### Your objective
Copy out exactly the lines that begin with the one containing "Could you point out the gray" and continue until the last line of the material.

──────

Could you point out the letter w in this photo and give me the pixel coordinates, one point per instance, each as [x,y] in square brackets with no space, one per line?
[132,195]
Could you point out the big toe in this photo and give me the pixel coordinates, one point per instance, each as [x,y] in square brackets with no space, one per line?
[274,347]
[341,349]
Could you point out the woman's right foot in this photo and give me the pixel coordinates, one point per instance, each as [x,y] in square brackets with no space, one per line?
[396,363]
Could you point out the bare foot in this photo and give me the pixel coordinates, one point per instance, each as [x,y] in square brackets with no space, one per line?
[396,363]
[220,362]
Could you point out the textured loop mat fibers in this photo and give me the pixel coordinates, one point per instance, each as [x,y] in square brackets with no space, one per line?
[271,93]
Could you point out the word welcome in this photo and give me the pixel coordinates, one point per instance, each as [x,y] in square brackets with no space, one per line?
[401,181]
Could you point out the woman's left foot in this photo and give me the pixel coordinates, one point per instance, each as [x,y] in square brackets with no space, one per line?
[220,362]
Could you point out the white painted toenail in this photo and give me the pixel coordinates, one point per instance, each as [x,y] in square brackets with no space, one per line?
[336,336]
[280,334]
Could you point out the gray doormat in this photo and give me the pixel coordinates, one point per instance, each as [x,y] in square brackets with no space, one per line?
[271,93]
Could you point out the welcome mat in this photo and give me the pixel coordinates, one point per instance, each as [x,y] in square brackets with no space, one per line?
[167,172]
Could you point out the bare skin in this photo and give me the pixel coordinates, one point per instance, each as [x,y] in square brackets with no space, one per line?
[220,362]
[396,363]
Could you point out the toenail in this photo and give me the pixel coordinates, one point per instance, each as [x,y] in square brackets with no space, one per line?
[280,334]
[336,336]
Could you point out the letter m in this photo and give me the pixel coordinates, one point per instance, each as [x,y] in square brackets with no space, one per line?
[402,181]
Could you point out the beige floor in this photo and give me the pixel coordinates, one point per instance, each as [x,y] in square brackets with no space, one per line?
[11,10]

──────

### Your solution
Could you point out the gray doormat in this photo and give me the pixel coordinates, one point per instance, each as [x,y] in square brackets with no space, one per line?
[271,93]
Could you point out the welcome mat in this photo and give me the pixel coordinates, one point per instance, each as [x,y] in square brackets with no space, one per line?
[167,172]
Could you point out the bare skin in this photo and give me the pixel coordinates, one point per instance, each as [x,y] in square brackets with no space, one per line?
[220,362]
[396,363]
Could you point out the toenail in this photo and give me the pixel coordinates, one point per instance, each as [x,y] in square brackets with no space, one per line?
[280,334]
[336,336]
Could you point out the letter m in this photo and give me the pixel coordinates, one point per instance, each as [x,y] in square brackets with no space, one per line?
[402,181]
Could you point out the beige floor in this photo and give me the pixel coordinates, one point per instance, each as [x,y] in square brackets with no space, one per line?
[11,10]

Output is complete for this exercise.